**Exercise objective:** Report how many lines of the rows below contain the string "branch", treating case as significant, and give only that number.

═══ Records provided

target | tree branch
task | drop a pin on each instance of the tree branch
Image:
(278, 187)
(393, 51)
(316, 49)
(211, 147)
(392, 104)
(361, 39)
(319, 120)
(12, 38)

══════

**Solution for this task:** 2